REQUEST:
Copy every one of the rows below word for word, leaving out the pictures.

SUPPLIED DATA:
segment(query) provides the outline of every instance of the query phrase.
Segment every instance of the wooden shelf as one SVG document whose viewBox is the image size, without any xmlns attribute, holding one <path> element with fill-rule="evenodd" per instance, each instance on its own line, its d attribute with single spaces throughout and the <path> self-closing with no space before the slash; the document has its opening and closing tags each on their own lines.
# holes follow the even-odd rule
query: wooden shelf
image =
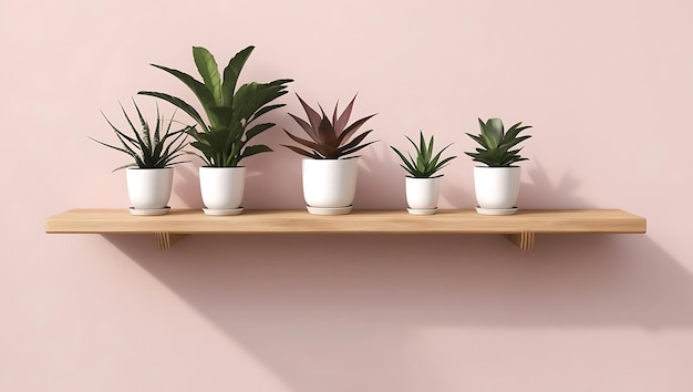
<svg viewBox="0 0 693 392">
<path fill-rule="evenodd" d="M 154 234 L 161 249 L 188 234 L 503 234 L 531 249 L 541 233 L 645 233 L 643 217 L 620 209 L 525 209 L 485 216 L 473 209 L 443 209 L 414 216 L 406 210 L 353 210 L 317 216 L 300 210 L 245 210 L 206 216 L 201 209 L 172 209 L 162 216 L 133 216 L 126 208 L 71 209 L 46 220 L 49 234 Z"/>
</svg>

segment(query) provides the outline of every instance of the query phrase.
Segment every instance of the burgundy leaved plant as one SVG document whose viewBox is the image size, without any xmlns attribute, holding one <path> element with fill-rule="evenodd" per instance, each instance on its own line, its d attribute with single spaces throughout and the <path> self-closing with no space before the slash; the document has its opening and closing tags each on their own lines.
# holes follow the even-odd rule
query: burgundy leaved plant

TASK ANSWER:
segment(query) provides the outline of every instance of the query phrase.
Segment every instance of the wooden shelf as one SVG document whose viewBox is the image size, without any xmlns attribute, holding one <path> element with fill-rule="evenodd" per instance, each instance on its own line, its d attribute with single spaces throughout and the <path> self-closing with no space before the slash; the document has its opening and closing tags each on their own lines.
# holes follow the even-odd rule
query: wooden shelf
image =
<svg viewBox="0 0 693 392">
<path fill-rule="evenodd" d="M 154 234 L 161 249 L 188 234 L 503 234 L 531 249 L 541 233 L 645 233 L 643 217 L 620 209 L 525 209 L 485 216 L 473 209 L 443 209 L 414 216 L 406 210 L 353 210 L 317 216 L 300 210 L 245 210 L 206 216 L 201 209 L 172 209 L 162 216 L 133 216 L 126 208 L 71 209 L 46 220 L 49 234 Z"/>
</svg>

segment(query) provides the outline of every instance of the query phrase.
Segment every instance of the burgundy leaved plant as one SVG document whose viewBox is the image size, without any xmlns attribute, holding one <path> element with fill-rule="evenodd" per instance, each instance on its own line, its d attribute with single spaces throughout and the <path> self-closing with no space before the slash; the document has its opening and closing tags each on their own lines.
# holes follow the even-odd rule
query: burgundy leaved plant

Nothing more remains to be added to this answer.